EXERCISE DATA =>
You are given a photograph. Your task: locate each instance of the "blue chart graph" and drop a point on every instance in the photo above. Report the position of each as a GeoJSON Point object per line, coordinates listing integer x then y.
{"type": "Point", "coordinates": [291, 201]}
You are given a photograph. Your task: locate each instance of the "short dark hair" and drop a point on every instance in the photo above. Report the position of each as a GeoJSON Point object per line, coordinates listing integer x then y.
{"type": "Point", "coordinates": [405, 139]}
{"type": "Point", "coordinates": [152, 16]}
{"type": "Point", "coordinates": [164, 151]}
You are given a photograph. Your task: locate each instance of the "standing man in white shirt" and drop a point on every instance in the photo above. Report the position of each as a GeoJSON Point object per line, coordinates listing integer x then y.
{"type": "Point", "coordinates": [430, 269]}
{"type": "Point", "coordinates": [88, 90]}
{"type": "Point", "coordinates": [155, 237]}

WHAT YOU HAVE TO DO => What you return should be only the lines from the line containing "man in white" through the end of the material above, reproduced exactly, first and last included.

ANSWER FOR THE TASK =>
You are given a photograph. Your task: locate each instance of the "standing man in white shirt" and drop a point on every instance in the photo above. Report the position of each as a GeoJSON Point object per line, coordinates listing integer x then y.
{"type": "Point", "coordinates": [430, 269]}
{"type": "Point", "coordinates": [88, 90]}
{"type": "Point", "coordinates": [155, 237]}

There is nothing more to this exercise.